+++ PROVIDED MATERIAL +++

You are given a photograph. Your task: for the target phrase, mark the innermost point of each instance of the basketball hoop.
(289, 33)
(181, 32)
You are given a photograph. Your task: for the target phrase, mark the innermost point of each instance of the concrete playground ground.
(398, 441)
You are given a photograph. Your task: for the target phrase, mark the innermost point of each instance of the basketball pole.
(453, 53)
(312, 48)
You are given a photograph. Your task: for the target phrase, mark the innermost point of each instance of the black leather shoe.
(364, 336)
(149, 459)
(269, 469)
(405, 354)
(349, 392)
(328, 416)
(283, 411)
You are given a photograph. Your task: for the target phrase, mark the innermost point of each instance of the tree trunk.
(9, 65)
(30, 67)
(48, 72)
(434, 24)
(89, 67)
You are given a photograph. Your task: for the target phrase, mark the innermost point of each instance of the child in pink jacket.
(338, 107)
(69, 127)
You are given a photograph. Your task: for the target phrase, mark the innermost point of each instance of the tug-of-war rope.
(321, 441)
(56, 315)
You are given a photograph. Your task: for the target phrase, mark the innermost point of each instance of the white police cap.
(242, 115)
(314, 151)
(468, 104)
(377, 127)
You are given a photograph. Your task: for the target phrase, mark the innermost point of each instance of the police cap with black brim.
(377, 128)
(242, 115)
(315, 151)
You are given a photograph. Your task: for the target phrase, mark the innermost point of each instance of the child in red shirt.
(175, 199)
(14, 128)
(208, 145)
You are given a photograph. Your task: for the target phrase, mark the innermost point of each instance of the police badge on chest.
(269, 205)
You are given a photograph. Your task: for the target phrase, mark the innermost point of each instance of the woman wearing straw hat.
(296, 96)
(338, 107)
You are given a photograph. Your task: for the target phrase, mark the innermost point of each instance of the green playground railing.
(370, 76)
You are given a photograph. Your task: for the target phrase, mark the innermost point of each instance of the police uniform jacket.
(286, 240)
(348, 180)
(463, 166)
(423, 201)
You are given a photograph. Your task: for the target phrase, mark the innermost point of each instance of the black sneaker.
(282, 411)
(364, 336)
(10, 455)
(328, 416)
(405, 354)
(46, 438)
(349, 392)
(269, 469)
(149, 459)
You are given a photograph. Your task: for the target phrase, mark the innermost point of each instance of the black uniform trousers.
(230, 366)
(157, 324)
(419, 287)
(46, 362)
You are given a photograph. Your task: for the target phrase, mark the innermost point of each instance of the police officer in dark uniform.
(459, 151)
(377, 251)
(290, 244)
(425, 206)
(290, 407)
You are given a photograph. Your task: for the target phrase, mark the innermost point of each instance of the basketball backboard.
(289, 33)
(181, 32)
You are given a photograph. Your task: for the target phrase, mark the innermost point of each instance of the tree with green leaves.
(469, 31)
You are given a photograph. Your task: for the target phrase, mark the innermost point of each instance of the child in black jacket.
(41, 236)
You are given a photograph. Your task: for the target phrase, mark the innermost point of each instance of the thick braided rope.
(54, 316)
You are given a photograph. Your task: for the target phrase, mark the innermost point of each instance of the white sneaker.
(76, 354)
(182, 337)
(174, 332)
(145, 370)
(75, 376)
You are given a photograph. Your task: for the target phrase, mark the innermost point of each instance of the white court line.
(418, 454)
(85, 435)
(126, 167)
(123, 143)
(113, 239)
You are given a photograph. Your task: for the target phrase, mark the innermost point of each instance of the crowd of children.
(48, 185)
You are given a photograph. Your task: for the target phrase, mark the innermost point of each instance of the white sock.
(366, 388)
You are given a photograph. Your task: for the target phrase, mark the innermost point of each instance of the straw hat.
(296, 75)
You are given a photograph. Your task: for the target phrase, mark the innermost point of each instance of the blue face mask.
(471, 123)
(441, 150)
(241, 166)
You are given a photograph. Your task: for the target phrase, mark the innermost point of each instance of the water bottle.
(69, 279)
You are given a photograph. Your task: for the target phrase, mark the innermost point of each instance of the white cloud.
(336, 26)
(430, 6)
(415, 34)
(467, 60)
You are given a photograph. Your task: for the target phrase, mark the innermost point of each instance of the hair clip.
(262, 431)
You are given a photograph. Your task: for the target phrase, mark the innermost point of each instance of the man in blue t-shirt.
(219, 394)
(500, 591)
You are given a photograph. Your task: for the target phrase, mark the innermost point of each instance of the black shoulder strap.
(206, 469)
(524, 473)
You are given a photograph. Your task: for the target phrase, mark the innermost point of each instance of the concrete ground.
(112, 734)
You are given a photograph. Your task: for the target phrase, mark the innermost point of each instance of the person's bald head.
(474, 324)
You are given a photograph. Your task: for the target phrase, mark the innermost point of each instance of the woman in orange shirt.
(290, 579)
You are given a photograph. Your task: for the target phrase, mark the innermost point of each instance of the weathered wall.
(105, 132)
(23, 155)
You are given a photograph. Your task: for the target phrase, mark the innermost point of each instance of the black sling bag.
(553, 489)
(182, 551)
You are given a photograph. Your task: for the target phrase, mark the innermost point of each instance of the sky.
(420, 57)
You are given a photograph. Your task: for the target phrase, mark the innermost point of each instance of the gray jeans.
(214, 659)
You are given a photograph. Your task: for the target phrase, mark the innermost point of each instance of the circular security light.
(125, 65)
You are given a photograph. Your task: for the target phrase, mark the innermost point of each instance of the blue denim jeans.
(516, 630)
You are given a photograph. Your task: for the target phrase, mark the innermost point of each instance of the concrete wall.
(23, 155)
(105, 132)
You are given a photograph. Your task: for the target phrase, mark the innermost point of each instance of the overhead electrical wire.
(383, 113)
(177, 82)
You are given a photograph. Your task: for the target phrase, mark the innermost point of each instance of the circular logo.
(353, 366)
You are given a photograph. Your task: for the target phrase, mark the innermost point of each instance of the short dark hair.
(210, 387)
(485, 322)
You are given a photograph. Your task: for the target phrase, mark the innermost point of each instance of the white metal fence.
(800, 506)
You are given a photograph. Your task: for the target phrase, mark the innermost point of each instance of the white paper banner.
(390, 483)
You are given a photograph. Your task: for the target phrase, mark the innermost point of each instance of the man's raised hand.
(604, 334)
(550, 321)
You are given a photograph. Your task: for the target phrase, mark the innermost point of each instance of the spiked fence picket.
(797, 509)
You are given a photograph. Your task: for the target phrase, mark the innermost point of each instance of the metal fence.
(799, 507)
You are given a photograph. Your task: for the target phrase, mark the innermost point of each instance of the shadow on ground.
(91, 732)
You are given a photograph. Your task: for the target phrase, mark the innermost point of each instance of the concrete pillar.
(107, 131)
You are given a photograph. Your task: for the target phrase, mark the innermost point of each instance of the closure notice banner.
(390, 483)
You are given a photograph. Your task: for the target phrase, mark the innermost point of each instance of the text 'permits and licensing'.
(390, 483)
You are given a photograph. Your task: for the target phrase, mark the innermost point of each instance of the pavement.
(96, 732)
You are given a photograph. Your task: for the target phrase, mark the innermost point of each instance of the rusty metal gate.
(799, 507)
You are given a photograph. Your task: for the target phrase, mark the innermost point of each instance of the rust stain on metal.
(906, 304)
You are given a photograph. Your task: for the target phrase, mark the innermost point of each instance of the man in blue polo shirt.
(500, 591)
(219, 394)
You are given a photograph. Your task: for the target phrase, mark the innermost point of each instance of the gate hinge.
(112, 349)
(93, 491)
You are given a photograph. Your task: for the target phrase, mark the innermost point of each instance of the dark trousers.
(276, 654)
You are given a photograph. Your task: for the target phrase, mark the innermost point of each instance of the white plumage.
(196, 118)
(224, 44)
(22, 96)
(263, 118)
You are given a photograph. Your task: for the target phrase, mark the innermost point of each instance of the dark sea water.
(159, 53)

+++

Give an exact copy of all the data shown above.

You are given a photograph. Your task: for the target phrase, mark the innermost point of each instance of the basketball hoop.
(289, 33)
(181, 32)
You are given a photograph. Your task: for the target phrase, mark the innermost point of each instance of the concrete playground ground.
(398, 441)
You are given a photograph. Your task: for the target phrase, mark the innermost point of each instance of the basketball pole.
(453, 53)
(312, 48)
You are given a photograph. Your task: for the target phrase, mark the innermost point of each instance of the black leather shoe.
(364, 336)
(149, 459)
(269, 469)
(405, 354)
(349, 392)
(328, 416)
(283, 411)
You are given a photograph. Your task: for the target phrase, mark the innermost point of each instance of the tree trunk.
(9, 65)
(30, 67)
(48, 72)
(434, 24)
(89, 67)
You are given a photograph. Your task: for the target phrase, mark the innermost point of each instance of the child in pink jacket.
(338, 107)
(69, 127)
You are given a photograph. Your task: for the target phrase, mark the innermost point of each instance of the tug-of-war rope.
(321, 441)
(56, 315)
You are given a photograph. Your task: for the target phrase, mark the innermost point of each instance of the white police cap.
(242, 115)
(314, 151)
(468, 104)
(377, 127)
You are given a photograph. Your task: for the target phrase, mark the innermost point of each instance of the police cap with black brim.
(377, 128)
(242, 115)
(315, 151)
You are given a photograph. Your task: for the target phrase, mark the innermost point of each instance of the child in red shirt.
(175, 199)
(14, 128)
(208, 145)
You are given a photograph. Your task: for the target phrase, mark the innermost point of each instance of the police badge on chest.
(269, 205)
You are given a photograph. Your task: for the target phrase, mark the innermost point of each instance of the woman wearing straw hat.
(296, 96)
(338, 107)
You are given a photograph. Your task: for the target phrase, mark the innermost point of each instance of the green playground railing.
(370, 76)
You are given a photograph. Your task: for the target phrase, mark the innermost point of each instance of the police uniform jacket.
(286, 240)
(348, 180)
(463, 166)
(423, 201)
You are given a photograph. Your task: for the target phrase, mark the innermost point of each instance of the black sneaker.
(282, 411)
(364, 336)
(10, 455)
(328, 416)
(405, 354)
(46, 438)
(349, 392)
(269, 469)
(149, 459)
You are given a photograph. Your task: for the target phrase, mark the innermost point of each instance of the black uniform trousers.
(230, 366)
(157, 324)
(419, 287)
(46, 362)
You are given a photograph. Your task: for the target phrase, mark the innermost point of each instance of the police officer in dark uniform.
(459, 151)
(377, 251)
(290, 244)
(425, 206)
(290, 407)
You are given a photograph. Your task: for the target phrase, mark the innermost point of each instance of the basketball backboard.
(289, 33)
(181, 32)
You are given a photograph. Your task: for the target phrase, mark the innermost point of each instance of the tree with green leaves.
(469, 31)
You are given a photograph. Your task: for the target phrase, mark the innermost point of each instance of the child in black jacket.
(41, 236)
You are given a photograph. Your task: for the target phrase, mark the innermost point of each instance of the thick braided rope.
(54, 316)
You are given a photograph. Your task: for the target phrase, mark the innermost point of each instance of the white sneaker.
(76, 354)
(182, 337)
(174, 332)
(145, 370)
(75, 376)
You are given a photograph. Your task: for the target phrase, mark the innermost point of each instance of the white court line.
(418, 454)
(85, 435)
(126, 167)
(123, 143)
(113, 239)
You are given a photograph. Your task: for the target phrase, mark the innermost point of each instance of the crowd of children.
(48, 185)
You are given a photograph. Your task: for the target phrase, mark the innermost point of each instance of the white sock.
(366, 388)
You are given a photograph. Your task: for the target phrase, mark the innermost point of each instance of the straw hat.
(296, 75)
You are given a photograph. Your task: for the target phrase, mark the innermost point of each instance of the blue face mask.
(471, 123)
(441, 150)
(241, 166)
You are given a photograph. Your task: for the target phrase, mark the innermost point of each instance of the water bottle.
(69, 279)
You are given a photograph. Your task: for the target phrase, mark the innermost point of each instance of the white cloud.
(336, 26)
(430, 6)
(415, 34)
(467, 60)
You are given a photograph. Your task: for the target phrase, mark the innermost point of each instance of the hair clip.
(262, 431)
You are given a photograph. Your task: for the target phrase, mark the innermost point of each instance of the man in blue t-shirt.
(219, 394)
(500, 591)
You are given a photograph. Your task: for the target phrase, mark the innermost point of each instance of the black shoulder strap.
(206, 469)
(524, 473)
You are given a photograph. Your task: for the target phrase, mark the innermost point of each instance of the concrete ground.
(112, 734)
You are given a photograph. Your task: for the target phrase, mark the innermost point of each instance of the person's bald head.
(474, 324)
You are given a photograph. Your task: for the target phrase, mark the innermost point of each instance of the woman in orange shirt.
(290, 579)
You are given a photograph. Your task: for the target phrase, mark the innermost point of each instance of the weathered wall.
(105, 132)
(23, 155)
You are given a photograph. Your task: for the target phrase, mark the innermost point of each instance of the black sling bag.
(553, 489)
(182, 551)
You are given a photograph. Your task: for the target phrase, mark the innermost point of each instance of the sky.
(420, 57)
You are given a photograph. Your task: for the target phrase, mark the innermost point of each instance of the gray jeans.
(214, 659)
You are given a photograph. Your task: for the target phrase, mark the innermost point of each instance of the circular security light.
(125, 65)
You are given a photograph. Your task: for the target phrase, mark the innermost point of each instance of the blue denim jeans.
(516, 630)
You are given a photograph. Your task: for the target phrase, mark the innermost point of each instance of the concrete wall.
(23, 155)
(105, 132)
You are given a photograph. Your task: for the target phrase, mark the innermost point of each instance of the overhead electrical wire.
(383, 113)
(177, 82)
You are given a photograph. Your task: for the target phrase, mark the innermost point of each instance of the circular logo.
(353, 366)
You are given a photograph. Your task: for the target phrase, mark the innermost point of each instance of the short dark hair.
(210, 387)
(485, 322)
You are given a photograph. Your task: for the target phrase, mark the innermost point of each instance of the white metal fence.
(800, 506)
You are given a photograph. Your task: for the target phrase, mark the innermost point of each instance of the white paper banner.
(390, 483)
You are given a photograph. Your task: for the target phrase, mark the innermost point of each instance of the man's raised hand.
(604, 334)
(550, 321)
You are given a photograph. Your task: for the target phrase, mark the innermost point of each instance of the spiked fence picket.
(797, 509)
You are given a photograph. Your task: for the target phrase, mark the innermost point of each instance of the metal fence.
(799, 507)
You are given a photograph. Your task: for the target phrase, mark the innermost point of each instance of the shadow on ground.
(91, 732)
You are given a photograph. Your task: for the target phrase, mark the innermost point of each instance of the concrete pillar.
(107, 131)
You are given a photograph. Your task: for the target phrase, mark the innermost point of each instance of the closure notice banner.
(390, 483)
You are given a photograph. Your task: for the target phrase, mark the innermost point of each instance of the text 'permits and licensing'.
(390, 483)
You are given a photograph. Your task: for the target phrase, mark the innermost point of each instance of the pavement.
(96, 732)
You are given a photograph. Your task: for the target phrase, mark the innermost point of each instance of the rusty metal gate.
(799, 507)
You are given a photograph. Your task: for the target phrase, mark the innermost point of each instance of the rust stain on metal.
(906, 304)
You are given a photograph. Your task: for the target phrase, mark the innermost point of each instance of the man in blue polo shirt.
(500, 591)
(219, 394)
You are given a photograph. Your task: for the target phrase, mark the innermost point of each instance of the gate hinge.
(112, 349)
(93, 491)
You are given a photograph. Your task: for the target phrase, mark the innermost point of each instance of the dark trousers.
(276, 654)
You are given a photograph. Your task: for the target phrase, mark the innermost point of each instance of the white plumage.
(196, 118)
(224, 44)
(22, 96)
(263, 118)
You are given a photograph. Your task: for the target phrase, mark the innermost point of each instance of the dark sea water.
(159, 53)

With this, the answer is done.